(Extracted data entries)
-*-*-

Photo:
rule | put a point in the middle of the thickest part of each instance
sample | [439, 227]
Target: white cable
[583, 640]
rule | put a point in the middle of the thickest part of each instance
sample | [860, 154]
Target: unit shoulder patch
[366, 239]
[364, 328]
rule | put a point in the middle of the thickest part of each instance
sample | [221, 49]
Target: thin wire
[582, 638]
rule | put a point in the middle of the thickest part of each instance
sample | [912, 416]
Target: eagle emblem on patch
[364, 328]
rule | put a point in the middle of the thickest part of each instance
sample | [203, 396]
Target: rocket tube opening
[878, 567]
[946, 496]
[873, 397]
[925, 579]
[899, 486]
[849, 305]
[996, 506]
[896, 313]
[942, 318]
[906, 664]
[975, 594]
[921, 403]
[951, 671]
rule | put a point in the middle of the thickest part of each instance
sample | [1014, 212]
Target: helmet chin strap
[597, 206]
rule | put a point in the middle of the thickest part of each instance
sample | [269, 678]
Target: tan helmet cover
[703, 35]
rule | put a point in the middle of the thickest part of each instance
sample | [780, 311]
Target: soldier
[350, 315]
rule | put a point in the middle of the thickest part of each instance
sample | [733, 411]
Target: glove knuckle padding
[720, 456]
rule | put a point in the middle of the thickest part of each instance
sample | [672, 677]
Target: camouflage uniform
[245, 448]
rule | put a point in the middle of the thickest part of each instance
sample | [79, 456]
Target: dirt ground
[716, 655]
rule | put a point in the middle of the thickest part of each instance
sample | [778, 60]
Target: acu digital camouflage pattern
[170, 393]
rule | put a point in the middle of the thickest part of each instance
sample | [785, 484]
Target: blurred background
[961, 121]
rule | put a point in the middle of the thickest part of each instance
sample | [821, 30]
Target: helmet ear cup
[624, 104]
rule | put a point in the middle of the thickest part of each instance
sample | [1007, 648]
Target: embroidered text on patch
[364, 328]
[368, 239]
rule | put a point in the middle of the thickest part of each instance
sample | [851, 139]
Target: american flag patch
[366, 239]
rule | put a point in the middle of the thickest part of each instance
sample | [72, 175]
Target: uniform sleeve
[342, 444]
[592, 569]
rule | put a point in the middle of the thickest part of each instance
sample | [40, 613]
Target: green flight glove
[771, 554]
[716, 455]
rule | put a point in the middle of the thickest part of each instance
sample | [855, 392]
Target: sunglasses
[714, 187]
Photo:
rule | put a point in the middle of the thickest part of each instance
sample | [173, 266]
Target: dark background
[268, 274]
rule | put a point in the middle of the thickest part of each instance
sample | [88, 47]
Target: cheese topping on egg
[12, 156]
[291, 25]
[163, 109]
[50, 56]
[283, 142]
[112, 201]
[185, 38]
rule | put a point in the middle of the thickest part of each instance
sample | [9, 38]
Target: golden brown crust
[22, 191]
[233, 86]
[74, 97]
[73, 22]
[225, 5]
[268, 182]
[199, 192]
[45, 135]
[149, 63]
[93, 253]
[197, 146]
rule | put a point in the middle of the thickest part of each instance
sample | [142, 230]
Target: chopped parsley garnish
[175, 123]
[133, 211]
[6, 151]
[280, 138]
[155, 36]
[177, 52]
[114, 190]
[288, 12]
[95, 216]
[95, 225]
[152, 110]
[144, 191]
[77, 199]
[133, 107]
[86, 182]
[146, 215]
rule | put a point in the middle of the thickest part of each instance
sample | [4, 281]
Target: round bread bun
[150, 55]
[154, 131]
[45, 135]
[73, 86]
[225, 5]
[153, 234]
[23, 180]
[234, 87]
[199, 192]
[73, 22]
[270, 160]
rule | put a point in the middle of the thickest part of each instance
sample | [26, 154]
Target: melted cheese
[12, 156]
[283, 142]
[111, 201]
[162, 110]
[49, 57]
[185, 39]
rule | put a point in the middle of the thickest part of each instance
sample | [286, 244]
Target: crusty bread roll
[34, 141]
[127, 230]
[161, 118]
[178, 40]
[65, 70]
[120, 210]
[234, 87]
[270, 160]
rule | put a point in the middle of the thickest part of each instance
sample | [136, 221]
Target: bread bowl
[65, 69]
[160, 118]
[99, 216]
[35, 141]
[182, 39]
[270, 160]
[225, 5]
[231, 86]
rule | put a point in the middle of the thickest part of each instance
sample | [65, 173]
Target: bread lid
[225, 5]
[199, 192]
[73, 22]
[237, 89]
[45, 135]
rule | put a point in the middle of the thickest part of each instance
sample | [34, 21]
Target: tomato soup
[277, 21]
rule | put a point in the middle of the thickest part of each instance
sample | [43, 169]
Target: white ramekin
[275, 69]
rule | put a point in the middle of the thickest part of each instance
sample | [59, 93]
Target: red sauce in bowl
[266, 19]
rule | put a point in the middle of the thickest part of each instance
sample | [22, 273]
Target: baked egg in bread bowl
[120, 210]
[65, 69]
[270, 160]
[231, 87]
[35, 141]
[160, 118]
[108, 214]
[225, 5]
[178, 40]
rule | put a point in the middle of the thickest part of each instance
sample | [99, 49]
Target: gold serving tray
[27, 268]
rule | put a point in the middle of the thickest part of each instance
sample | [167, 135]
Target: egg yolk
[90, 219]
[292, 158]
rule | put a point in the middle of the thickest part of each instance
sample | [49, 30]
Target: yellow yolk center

-*-*-

WORK TO COMPLETE:
Transcribe the entire listing above precisely.

WORKED SOLUTION:
Photo:
rule | put a point in the middle of the thickest part of each instance
sample | [439, 227]
Target: white cable
[583, 640]
rule | put a point in the middle of the thickest part of each instance
sample | [860, 154]
Target: unit shoulder patch
[366, 239]
[364, 328]
rule | put a point in the middle of the thickest part of each instance
sample | [221, 49]
Target: thin wire
[582, 638]
rule | put a point in the middle of the thickest part of each instance
sample | [912, 416]
Target: eagle emblem on patch
[364, 328]
rule | put a point in the middle of the thickest part of each instance
sample | [203, 396]
Target: rocket tube opening
[878, 567]
[946, 496]
[873, 397]
[925, 579]
[899, 486]
[849, 305]
[996, 506]
[896, 313]
[942, 318]
[906, 664]
[975, 594]
[921, 403]
[951, 671]
rule | put a point in the middle of the thickest part of each instance
sample | [1014, 212]
Target: helmet chin strap
[597, 206]
rule | put a point in the middle of the thickest part of each instance
sample | [269, 678]
Target: tan helmet cover
[703, 35]
rule | put a point in the middle of the thickest part of each instance
sample | [780, 311]
Target: soldier
[350, 315]
rule | put a point in the middle of the thickest part of each instance
sample | [733, 411]
Target: glove knuckle padding
[720, 456]
rule | put a point in the middle of the thickest part of each instance
sample | [672, 677]
Target: camouflage uniform
[245, 448]
rule | put a point in the middle of the thickest part of each instance
sample | [79, 456]
Target: dirt ground
[716, 655]
rule | put a point in the middle of the thickest part of each instance
sample | [778, 60]
Target: acu digital camouflage pattern
[170, 393]
rule | put a point in the middle of the thickest part of each instance
sample | [785, 484]
Target: blurred background
[961, 121]
rule | put a point in the middle of the thickest part of each instance
sample | [821, 30]
Target: helmet ear cup
[624, 104]
rule | put a point in the middle of the thickest part of each instance
sample | [1007, 648]
Target: embroidered text on patch
[364, 328]
[368, 239]
rule | put a point in the middle of the thickest part of each instance
sample | [851, 139]
Target: american flag patch
[366, 239]
rule | put a point in the middle of the thickest part of each instance
sample | [72, 175]
Target: uniform sleeve
[342, 444]
[592, 569]
rule | put a point in the middle of the thickest part of each instance
sample | [40, 613]
Target: green flight glove
[771, 554]
[716, 455]
rule | put a point in the middle of the thickest part of each instance
sample | [855, 392]
Target: sunglasses
[714, 187]
Photo:
rule | put a point in the middle of the thickest part of each instance
sample | [173, 266]
Target: dark background
[268, 274]
rule | put a point in the middle of the thickest part of each instance
sample | [88, 47]
Target: cheese topping on egg
[12, 156]
[291, 25]
[163, 109]
[50, 56]
[283, 142]
[112, 201]
[185, 38]
rule | put a point in the middle of the thickest part of each instance
sample | [9, 38]
Target: golden brown crust
[22, 191]
[233, 86]
[74, 97]
[73, 22]
[225, 5]
[268, 182]
[199, 192]
[45, 135]
[149, 63]
[93, 253]
[197, 146]
rule | put a point in the middle of the thickest part of each instance
sample | [142, 230]
Target: chopped parsley garnish
[175, 123]
[133, 211]
[6, 151]
[280, 138]
[155, 36]
[177, 52]
[114, 190]
[288, 12]
[95, 216]
[95, 225]
[152, 110]
[144, 191]
[77, 199]
[133, 107]
[86, 182]
[146, 215]
rule | put a point in the middle of the thickest part of each instance
sample | [4, 281]
Target: round bread bun
[150, 55]
[154, 131]
[45, 135]
[73, 86]
[225, 5]
[153, 234]
[23, 180]
[234, 87]
[199, 192]
[73, 22]
[270, 160]
rule | put a point in the middle of the thickest part of each instance
sample | [26, 154]
Target: melted cheese
[12, 156]
[283, 142]
[111, 201]
[162, 110]
[49, 57]
[185, 39]
rule | put a point in the middle of the thickest part of each instance
sample | [286, 244]
Target: crusty bread roll
[34, 141]
[127, 230]
[161, 118]
[178, 40]
[65, 70]
[120, 210]
[234, 87]
[270, 160]
rule | put a point in the middle of the thickest part of each instance
sample | [136, 221]
Target: bread bowl
[65, 69]
[160, 118]
[99, 216]
[35, 141]
[182, 39]
[270, 160]
[225, 5]
[231, 86]
rule | put a point in the middle of the thickest part of each instance
sample | [65, 173]
Target: bread lid
[225, 5]
[199, 192]
[73, 22]
[237, 89]
[45, 135]
rule | put a point in the middle of the thickest part of each instance
sample | [34, 21]
Target: tomato soup
[277, 21]
rule | put a point in the middle of the thickest part of each instance
sample | [43, 169]
Target: white ramekin
[275, 69]
rule | put a point in the middle of the thickest part of each instance
sample | [59, 93]
Target: red sauce in bowl
[266, 19]
rule | put a point in the middle of the thickest part of each instance
sample | [22, 273]
Target: baked egg in bread bowl
[120, 210]
[65, 69]
[270, 160]
[231, 87]
[35, 141]
[160, 118]
[108, 214]
[225, 5]
[178, 40]
rule | put a point in the middle of the thickest part of each instance
sample | [99, 49]
Target: gold serving tray
[27, 268]
rule | put a point in the middle of the thickest part of each instance
sample | [167, 135]
Target: egg yolk
[90, 219]
[292, 158]
rule | put a point in the middle of the thickest part of each instance
sample | [49, 30]
Target: yellow yolk center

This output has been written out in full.